Please return every line of the entries below word for word, but leave the pictures out of your answer.

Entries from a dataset
════════════════

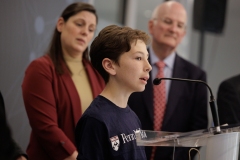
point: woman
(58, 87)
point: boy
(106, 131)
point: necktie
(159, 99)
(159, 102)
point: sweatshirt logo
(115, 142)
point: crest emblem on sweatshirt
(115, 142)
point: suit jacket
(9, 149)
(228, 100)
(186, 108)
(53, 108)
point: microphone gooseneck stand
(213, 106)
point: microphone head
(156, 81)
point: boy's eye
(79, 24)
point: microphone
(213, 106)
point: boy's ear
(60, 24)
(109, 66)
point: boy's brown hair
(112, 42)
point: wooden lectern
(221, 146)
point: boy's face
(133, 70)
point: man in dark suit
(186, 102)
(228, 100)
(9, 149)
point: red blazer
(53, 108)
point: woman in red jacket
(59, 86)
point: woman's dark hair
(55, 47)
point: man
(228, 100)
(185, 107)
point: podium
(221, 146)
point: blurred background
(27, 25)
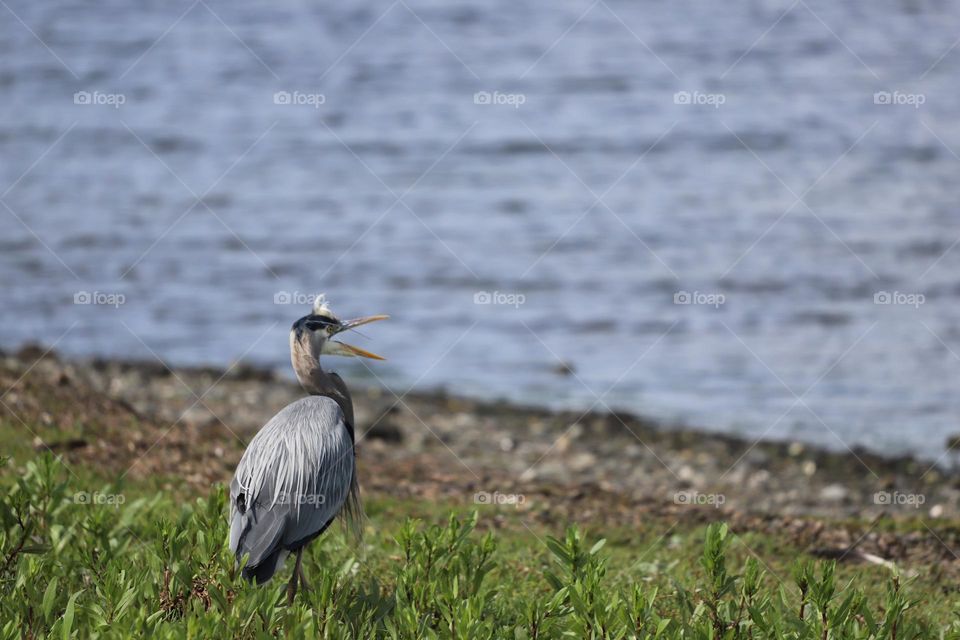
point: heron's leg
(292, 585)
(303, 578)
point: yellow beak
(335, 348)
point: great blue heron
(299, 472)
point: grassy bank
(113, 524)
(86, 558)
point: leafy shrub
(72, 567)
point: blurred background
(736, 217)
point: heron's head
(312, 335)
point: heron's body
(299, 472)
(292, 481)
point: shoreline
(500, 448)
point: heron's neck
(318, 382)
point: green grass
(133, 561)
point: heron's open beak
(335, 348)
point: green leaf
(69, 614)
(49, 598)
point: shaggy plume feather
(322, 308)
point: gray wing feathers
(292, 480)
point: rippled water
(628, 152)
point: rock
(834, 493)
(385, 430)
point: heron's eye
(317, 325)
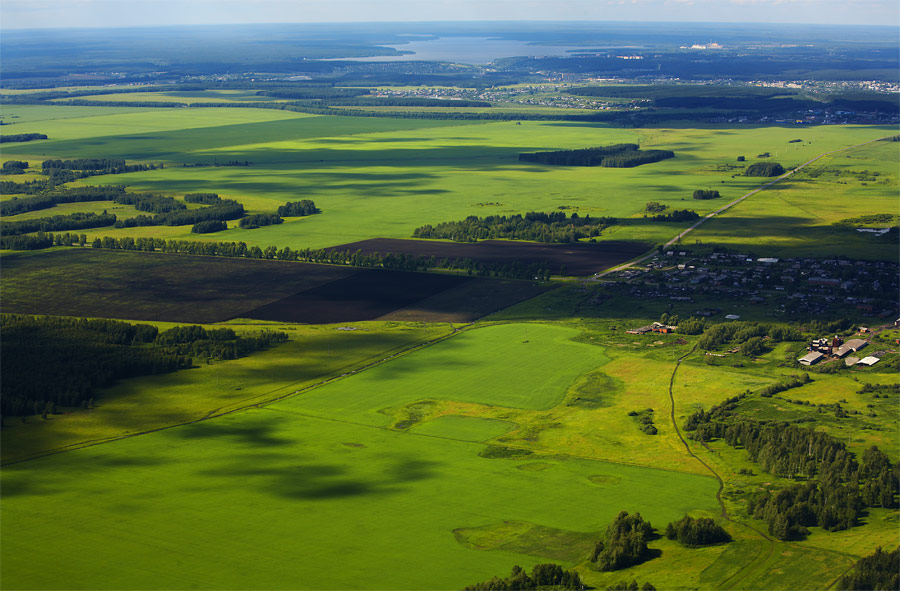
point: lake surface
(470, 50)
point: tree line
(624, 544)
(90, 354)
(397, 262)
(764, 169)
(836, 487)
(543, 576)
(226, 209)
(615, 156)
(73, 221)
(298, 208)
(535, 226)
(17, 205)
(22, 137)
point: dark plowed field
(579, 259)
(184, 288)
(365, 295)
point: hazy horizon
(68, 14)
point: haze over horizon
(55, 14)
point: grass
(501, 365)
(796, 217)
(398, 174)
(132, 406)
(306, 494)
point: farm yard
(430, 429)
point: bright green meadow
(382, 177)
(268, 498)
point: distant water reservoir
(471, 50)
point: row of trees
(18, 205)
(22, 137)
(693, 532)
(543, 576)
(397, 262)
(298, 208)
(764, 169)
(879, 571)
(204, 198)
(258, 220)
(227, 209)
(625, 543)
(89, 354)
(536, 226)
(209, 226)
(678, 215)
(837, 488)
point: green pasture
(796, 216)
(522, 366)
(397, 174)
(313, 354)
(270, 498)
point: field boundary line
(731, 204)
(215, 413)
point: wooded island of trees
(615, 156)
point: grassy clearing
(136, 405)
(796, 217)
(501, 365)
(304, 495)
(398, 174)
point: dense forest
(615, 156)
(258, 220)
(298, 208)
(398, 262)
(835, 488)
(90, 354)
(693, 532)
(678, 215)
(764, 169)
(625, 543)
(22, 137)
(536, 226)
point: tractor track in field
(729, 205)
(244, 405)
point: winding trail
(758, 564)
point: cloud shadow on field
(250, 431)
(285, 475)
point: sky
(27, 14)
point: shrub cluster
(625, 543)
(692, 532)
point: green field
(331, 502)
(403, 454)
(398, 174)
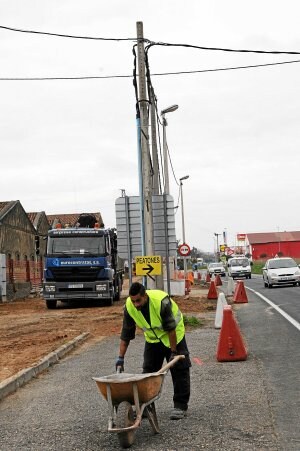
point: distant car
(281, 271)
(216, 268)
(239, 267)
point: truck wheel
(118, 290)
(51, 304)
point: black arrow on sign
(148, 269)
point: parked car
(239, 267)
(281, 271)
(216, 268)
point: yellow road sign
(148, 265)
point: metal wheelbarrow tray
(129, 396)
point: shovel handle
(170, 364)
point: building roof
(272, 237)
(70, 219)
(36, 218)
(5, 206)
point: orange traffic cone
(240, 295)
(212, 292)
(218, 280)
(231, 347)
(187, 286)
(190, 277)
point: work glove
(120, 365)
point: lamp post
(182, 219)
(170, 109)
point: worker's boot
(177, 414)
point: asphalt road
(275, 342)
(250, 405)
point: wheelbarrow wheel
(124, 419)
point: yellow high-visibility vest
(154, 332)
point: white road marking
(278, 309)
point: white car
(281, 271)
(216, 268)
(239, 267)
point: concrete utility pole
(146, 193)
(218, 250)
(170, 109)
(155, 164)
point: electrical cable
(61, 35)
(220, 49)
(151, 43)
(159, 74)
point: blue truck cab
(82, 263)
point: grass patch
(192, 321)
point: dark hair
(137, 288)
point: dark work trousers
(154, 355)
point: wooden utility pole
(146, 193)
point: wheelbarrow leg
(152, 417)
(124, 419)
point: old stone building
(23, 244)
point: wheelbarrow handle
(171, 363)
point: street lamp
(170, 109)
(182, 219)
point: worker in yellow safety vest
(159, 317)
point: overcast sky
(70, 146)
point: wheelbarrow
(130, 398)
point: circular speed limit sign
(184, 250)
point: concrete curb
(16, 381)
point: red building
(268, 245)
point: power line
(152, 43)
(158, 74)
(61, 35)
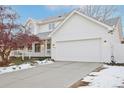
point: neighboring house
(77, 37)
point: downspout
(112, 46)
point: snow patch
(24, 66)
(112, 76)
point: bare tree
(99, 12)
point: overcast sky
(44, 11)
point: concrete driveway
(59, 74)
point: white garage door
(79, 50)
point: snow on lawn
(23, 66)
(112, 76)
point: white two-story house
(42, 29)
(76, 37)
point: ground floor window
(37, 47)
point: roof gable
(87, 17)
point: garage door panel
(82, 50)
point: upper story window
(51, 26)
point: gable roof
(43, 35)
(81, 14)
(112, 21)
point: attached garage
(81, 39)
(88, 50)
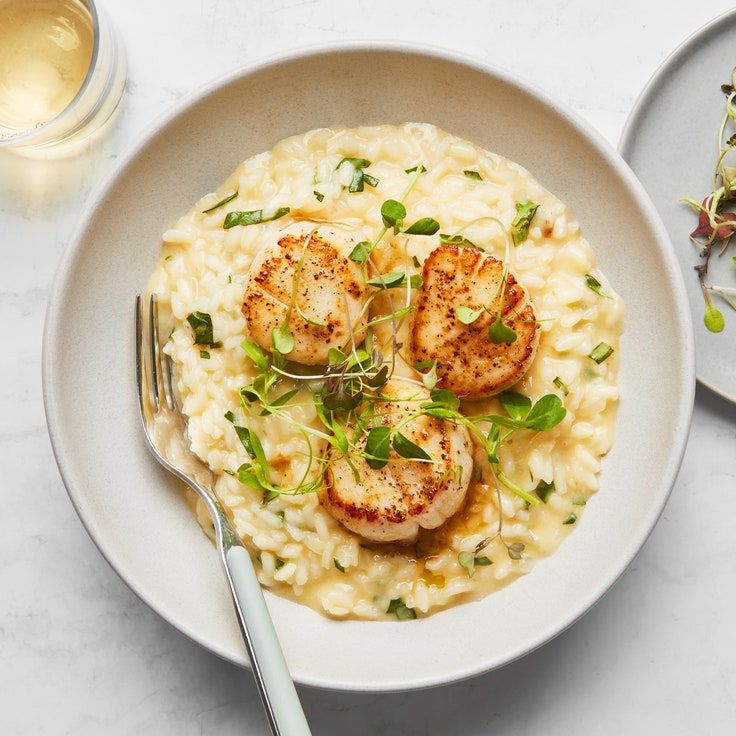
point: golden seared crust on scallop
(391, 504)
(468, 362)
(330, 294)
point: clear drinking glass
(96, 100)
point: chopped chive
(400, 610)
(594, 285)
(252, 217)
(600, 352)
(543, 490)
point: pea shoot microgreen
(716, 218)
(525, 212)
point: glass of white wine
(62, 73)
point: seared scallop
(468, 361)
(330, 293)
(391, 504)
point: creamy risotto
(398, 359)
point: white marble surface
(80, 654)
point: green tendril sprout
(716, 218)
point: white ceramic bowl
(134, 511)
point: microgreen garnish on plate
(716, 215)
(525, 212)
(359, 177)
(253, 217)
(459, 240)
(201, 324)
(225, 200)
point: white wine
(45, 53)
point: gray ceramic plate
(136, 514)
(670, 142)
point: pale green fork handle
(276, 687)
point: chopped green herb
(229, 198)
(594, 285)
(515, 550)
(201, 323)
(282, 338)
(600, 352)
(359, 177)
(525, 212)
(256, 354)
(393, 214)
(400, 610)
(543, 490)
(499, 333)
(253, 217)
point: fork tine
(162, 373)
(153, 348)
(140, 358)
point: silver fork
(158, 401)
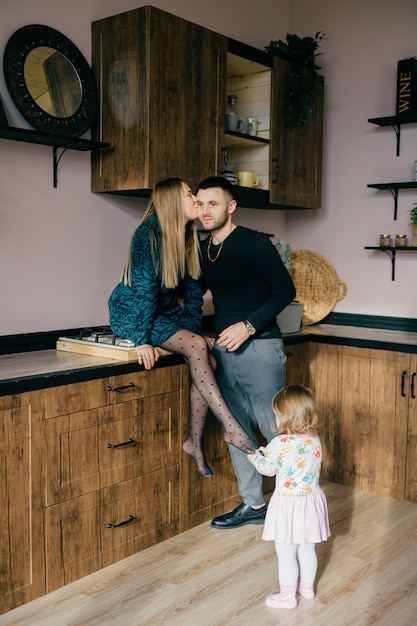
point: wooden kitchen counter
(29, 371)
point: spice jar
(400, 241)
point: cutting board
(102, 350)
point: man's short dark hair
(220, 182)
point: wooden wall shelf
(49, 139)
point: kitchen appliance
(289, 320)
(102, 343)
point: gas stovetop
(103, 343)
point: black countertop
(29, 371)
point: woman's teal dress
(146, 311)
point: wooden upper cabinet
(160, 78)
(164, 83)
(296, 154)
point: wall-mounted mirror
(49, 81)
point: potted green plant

════════════════

- [RESPONSE TO THE EXERCISE]
point: woman
(58, 87)
point: boy
(106, 131)
point: necktie
(159, 99)
(159, 102)
point: sweatshirt logo
(115, 142)
point: crest emblem on sweatshirt
(115, 142)
point: suit jacket
(9, 149)
(228, 100)
(186, 108)
(53, 108)
point: microphone gooseneck stand
(213, 106)
point: microphone head
(156, 81)
point: boy's eye
(79, 24)
point: microphone
(213, 106)
point: boy's ear
(60, 24)
(109, 66)
point: boy's brown hair
(112, 42)
point: wooden lectern
(221, 146)
point: boy's face
(133, 70)
point: man in dark suit
(186, 102)
(228, 100)
(9, 149)
point: red blazer
(53, 108)
point: woman in red jacket
(59, 86)
point: woman's dark hair
(55, 47)
point: man
(228, 100)
(185, 107)
point: podium
(221, 146)
point: blurred background
(27, 25)
point: heron's leg
(292, 585)
(303, 578)
point: yellow beak
(335, 348)
point: great blue heron
(299, 472)
point: grassy bank
(113, 524)
(86, 558)
point: leafy shrub
(72, 567)
point: blurred background
(736, 217)
point: heron's head
(312, 335)
point: heron's body
(299, 472)
(292, 481)
point: shoreline
(500, 448)
point: heron's neck
(318, 382)
point: green grass
(133, 561)
point: heron's open beak
(335, 348)
point: green leaf
(69, 614)
(49, 598)
point: shaggy plume feather
(322, 308)
point: gray wing feathers
(292, 480)
point: rippled water
(628, 152)
point: rock
(834, 493)
(385, 430)
point: heron's eye
(317, 325)
point: lake surface
(470, 50)
point: tree line
(624, 544)
(90, 354)
(397, 262)
(764, 169)
(836, 487)
(543, 576)
(226, 209)
(615, 156)
(73, 221)
(298, 208)
(535, 226)
(17, 205)
(22, 137)
point: dark plowed field
(579, 259)
(184, 288)
(365, 295)
point: hazy horizon
(68, 14)
point: haze over horizon
(55, 14)
point: grass
(501, 365)
(796, 217)
(398, 174)
(132, 406)
(306, 494)
point: farm yard
(430, 429)
point: bright green meadow
(382, 177)
(268, 498)
point: distant water reservoir
(471, 50)
point: row of trees
(18, 205)
(22, 137)
(693, 532)
(543, 576)
(397, 262)
(298, 208)
(764, 169)
(879, 571)
(204, 198)
(258, 220)
(227, 209)
(625, 543)
(89, 354)
(536, 226)
(209, 226)
(678, 215)
(837, 488)
point: green pasture
(796, 216)
(522, 366)
(397, 174)
(313, 354)
(270, 498)
point: field boundary line
(731, 204)
(215, 413)
point: wooded island of trees
(615, 156)
point: grassy clearing
(136, 405)
(796, 217)
(501, 365)
(304, 495)
(398, 174)
point: dense forest
(615, 156)
(258, 220)
(298, 208)
(398, 262)
(835, 488)
(90, 354)
(693, 532)
(678, 215)
(764, 169)
(625, 543)
(22, 137)
(536, 226)
point: tractor track in field
(729, 205)
(244, 405)
point: winding trail
(758, 564)
point: cloud shadow on field
(250, 431)
(285, 475)
point: sky
(27, 14)
point: shrub cluster
(625, 543)
(692, 532)
point: green field
(331, 502)
(403, 454)
(398, 174)
point: distant car
(281, 271)
(216, 268)
(239, 267)
point: truck wheel
(118, 290)
(51, 304)
point: black arrow on sign
(148, 269)
point: parked car
(239, 267)
(281, 271)
(216, 268)
point: yellow road sign
(148, 265)
point: metal wheelbarrow tray
(129, 396)
point: shovel handle
(170, 364)
point: building roof
(272, 237)
(70, 219)
(36, 218)
(5, 206)
point: orange traffic cone
(240, 295)
(212, 292)
(218, 280)
(231, 347)
(187, 286)
(190, 277)
point: work glove
(120, 365)
point: lamp post
(182, 219)
(170, 109)
point: worker's boot
(177, 414)
point: asphalt road
(275, 342)
(250, 405)
point: wheelbarrow wheel
(124, 419)
point: yellow high-visibility vest
(154, 332)
point: white road marking
(278, 309)
point: white car
(281, 271)
(216, 268)
(239, 267)
point: concrete utility pole
(146, 193)
(218, 250)
(170, 109)
(155, 164)
point: electrical cable
(61, 35)
(220, 49)
(151, 43)
(159, 74)
point: blue truck cab
(82, 263)
point: grass patch
(192, 321)
point: dark hair
(137, 288)
point: dark work trousers
(154, 355)
point: wooden utility pole
(146, 193)
point: wheelbarrow leg
(152, 417)
(124, 419)
point: old stone building
(23, 244)
point: wheelbarrow handle
(171, 363)
point: street lamp
(170, 109)
(182, 219)
point: worker in yellow safety vest
(159, 317)
point: overcast sky
(70, 146)
point: wheelbarrow
(130, 398)
point: circular speed limit sign
(184, 250)
point: concrete curb
(16, 381)
point: red building
(268, 245)
point: power line
(152, 43)
(158, 74)
(61, 35)
point: neighboring house
(77, 37)
point: downspout
(112, 46)
point: snow patch
(24, 66)
(112, 76)
point: bare tree
(99, 12)
point: overcast sky
(44, 11)
point: concrete driveway
(59, 74)
point: white garage door
(79, 50)
point: snow on lawn
(23, 66)
(112, 76)
point: white two-story house
(42, 29)
(76, 37)
point: ground floor window
(37, 47)
point: roof gable
(87, 17)
point: garage door panel
(82, 50)
point: upper story window
(51, 26)
point: gable roof
(43, 35)
(81, 14)
(112, 21)
point: attached garage
(81, 39)
(88, 50)
point: golden seared crust on scallop
(391, 504)
(468, 362)
(330, 294)
point: clear drinking glass
(96, 100)
point: chopped chive
(400, 610)
(594, 285)
(252, 217)
(600, 352)
(543, 490)
point: pea shoot microgreen
(716, 218)
(525, 212)
point: glass of white wine
(62, 73)
point: seared scallop
(468, 361)
(330, 293)
(391, 504)
point: creamy risotto
(398, 359)
point: white marble surface
(80, 654)
point: green tendril sprout
(716, 218)
point: white ceramic bowl
(134, 511)
point: microgreen garnish on plate
(716, 215)
(525, 212)
(359, 177)
(253, 217)
(459, 240)
(201, 324)
(225, 200)
point: white wine
(45, 53)
point: gray ceramic plate
(136, 514)
(670, 142)
point: pale green fork handle
(276, 687)
point: chopped green herb
(229, 198)
(594, 285)
(515, 550)
(201, 323)
(282, 338)
(600, 352)
(359, 177)
(525, 212)
(256, 354)
(393, 214)
(400, 610)
(543, 490)
(499, 333)
(253, 217)
point: fork tine
(162, 373)
(153, 348)
(140, 358)
point: silver fork
(158, 401)
point: wooden kitchen counter
(29, 371)
point: spice jar
(400, 241)
point: cutting board
(102, 350)
point: man's short dark hair
(220, 182)
point: wooden wall shelf
(49, 139)
point: kitchen appliance
(289, 320)
(102, 343)
point: gas stovetop
(103, 343)
point: black countertop
(29, 371)
point: woman's teal dress
(146, 311)
point: wooden upper cabinet
(160, 78)
(164, 83)
(296, 154)
point: wall-mounted mirror
(49, 81)
point: potted green plant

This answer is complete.